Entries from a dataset
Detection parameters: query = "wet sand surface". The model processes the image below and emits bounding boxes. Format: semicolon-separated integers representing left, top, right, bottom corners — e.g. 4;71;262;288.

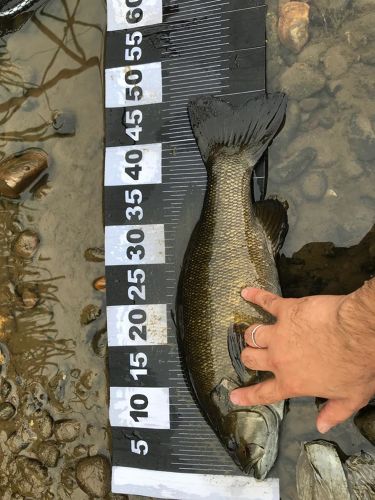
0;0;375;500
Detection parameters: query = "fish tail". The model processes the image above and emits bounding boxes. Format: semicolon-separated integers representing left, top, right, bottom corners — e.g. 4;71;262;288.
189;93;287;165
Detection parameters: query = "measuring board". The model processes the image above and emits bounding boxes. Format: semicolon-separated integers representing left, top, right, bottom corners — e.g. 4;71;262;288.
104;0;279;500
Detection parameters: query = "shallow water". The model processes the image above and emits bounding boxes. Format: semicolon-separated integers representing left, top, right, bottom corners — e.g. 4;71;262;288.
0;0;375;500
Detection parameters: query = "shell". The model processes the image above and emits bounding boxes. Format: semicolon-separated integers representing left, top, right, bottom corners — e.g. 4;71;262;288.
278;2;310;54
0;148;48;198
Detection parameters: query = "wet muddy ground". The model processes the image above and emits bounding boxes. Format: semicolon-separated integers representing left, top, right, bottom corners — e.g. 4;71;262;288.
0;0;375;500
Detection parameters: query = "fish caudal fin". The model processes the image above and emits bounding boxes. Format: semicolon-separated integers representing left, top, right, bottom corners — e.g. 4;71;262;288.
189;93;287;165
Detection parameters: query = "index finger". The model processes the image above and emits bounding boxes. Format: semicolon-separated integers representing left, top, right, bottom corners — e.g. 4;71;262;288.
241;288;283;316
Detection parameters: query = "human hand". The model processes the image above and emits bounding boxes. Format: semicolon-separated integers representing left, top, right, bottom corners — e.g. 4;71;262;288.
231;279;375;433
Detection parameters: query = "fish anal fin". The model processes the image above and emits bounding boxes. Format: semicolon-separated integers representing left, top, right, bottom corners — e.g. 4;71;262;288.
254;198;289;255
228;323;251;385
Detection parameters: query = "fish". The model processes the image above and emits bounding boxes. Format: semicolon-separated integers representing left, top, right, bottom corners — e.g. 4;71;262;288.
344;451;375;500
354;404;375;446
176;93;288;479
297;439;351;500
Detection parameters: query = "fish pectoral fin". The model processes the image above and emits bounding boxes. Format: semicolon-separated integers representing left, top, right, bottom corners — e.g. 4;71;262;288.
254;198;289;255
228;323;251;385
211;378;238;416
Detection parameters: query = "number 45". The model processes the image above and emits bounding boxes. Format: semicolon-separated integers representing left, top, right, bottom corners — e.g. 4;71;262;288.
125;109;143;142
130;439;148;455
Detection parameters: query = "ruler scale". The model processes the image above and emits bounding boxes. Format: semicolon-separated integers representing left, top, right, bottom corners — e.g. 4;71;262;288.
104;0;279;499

---

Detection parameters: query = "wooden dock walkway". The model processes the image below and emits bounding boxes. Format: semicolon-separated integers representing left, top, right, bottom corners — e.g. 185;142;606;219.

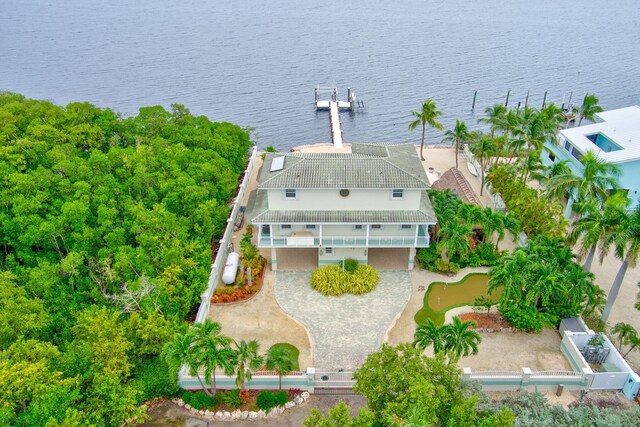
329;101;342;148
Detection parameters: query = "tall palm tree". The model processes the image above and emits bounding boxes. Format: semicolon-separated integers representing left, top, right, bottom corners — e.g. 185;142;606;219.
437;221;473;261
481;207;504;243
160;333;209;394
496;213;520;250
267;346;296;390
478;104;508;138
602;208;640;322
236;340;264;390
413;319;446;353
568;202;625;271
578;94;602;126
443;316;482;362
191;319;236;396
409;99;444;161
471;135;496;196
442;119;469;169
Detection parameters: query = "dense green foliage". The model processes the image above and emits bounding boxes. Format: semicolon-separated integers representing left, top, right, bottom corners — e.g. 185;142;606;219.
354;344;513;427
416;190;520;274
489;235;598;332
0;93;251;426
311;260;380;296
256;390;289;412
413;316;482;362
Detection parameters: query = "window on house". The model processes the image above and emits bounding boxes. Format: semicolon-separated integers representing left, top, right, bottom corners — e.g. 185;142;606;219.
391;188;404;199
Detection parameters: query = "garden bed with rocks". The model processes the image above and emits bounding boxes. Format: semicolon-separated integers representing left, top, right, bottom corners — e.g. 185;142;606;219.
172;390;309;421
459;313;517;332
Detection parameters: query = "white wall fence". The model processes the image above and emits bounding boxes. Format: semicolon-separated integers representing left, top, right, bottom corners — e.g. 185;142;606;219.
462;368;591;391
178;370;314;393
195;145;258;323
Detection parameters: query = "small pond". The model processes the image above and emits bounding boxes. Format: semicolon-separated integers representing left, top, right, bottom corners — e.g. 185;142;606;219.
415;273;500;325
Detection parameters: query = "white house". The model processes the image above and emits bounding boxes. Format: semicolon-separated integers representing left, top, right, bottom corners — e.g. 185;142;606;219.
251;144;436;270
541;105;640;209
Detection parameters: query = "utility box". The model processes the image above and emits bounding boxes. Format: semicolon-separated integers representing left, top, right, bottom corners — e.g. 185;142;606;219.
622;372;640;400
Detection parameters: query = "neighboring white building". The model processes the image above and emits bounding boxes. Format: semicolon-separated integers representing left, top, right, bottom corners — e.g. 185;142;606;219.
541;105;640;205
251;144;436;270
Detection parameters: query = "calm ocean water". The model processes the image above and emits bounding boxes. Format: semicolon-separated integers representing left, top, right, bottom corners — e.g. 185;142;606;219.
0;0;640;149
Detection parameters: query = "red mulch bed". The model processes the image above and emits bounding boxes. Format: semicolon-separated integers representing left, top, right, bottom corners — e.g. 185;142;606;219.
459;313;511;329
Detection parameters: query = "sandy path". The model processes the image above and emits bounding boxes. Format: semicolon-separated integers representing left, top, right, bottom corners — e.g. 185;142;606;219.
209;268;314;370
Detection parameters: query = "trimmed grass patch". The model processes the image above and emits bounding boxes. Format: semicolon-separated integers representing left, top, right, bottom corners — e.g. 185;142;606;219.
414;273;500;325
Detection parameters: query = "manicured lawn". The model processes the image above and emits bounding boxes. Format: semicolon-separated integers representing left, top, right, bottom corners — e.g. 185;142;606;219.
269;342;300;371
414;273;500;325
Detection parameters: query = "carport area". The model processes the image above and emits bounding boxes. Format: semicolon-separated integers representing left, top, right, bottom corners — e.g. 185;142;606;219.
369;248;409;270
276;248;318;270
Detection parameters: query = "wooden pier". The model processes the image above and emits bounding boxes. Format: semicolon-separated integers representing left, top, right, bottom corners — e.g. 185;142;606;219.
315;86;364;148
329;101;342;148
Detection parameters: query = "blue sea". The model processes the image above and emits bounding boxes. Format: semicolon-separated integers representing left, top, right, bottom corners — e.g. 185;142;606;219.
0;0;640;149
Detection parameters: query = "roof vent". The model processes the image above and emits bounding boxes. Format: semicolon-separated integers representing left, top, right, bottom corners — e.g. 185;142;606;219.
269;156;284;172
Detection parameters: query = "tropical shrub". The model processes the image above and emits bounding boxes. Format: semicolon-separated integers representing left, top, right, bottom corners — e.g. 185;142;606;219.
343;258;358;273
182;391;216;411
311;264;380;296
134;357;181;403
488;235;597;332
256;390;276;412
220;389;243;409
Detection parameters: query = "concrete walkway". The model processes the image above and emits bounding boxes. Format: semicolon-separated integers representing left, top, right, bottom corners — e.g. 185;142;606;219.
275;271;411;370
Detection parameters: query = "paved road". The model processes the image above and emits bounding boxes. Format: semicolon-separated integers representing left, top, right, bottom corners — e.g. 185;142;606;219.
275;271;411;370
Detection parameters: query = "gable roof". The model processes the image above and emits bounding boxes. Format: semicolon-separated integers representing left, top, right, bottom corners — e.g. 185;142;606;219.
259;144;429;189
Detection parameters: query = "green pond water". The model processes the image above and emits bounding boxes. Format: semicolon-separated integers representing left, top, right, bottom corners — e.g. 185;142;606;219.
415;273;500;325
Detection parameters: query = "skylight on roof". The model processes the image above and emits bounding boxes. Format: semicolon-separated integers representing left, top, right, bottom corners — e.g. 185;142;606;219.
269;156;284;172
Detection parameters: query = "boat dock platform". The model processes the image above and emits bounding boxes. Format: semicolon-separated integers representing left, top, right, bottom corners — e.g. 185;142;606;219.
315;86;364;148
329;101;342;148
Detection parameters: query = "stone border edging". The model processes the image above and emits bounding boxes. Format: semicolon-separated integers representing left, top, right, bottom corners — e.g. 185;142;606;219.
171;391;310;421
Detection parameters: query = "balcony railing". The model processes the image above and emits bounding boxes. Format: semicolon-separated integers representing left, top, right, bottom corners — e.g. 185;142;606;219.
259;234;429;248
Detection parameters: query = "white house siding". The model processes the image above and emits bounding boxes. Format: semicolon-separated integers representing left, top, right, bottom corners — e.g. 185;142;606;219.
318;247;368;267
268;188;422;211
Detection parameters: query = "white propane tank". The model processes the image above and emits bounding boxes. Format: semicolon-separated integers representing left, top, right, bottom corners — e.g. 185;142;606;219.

--- THE TASK ---
Count the lines in the records above that contain the string "dock". Give only the number.

--- OUTPUT BELOW ---
2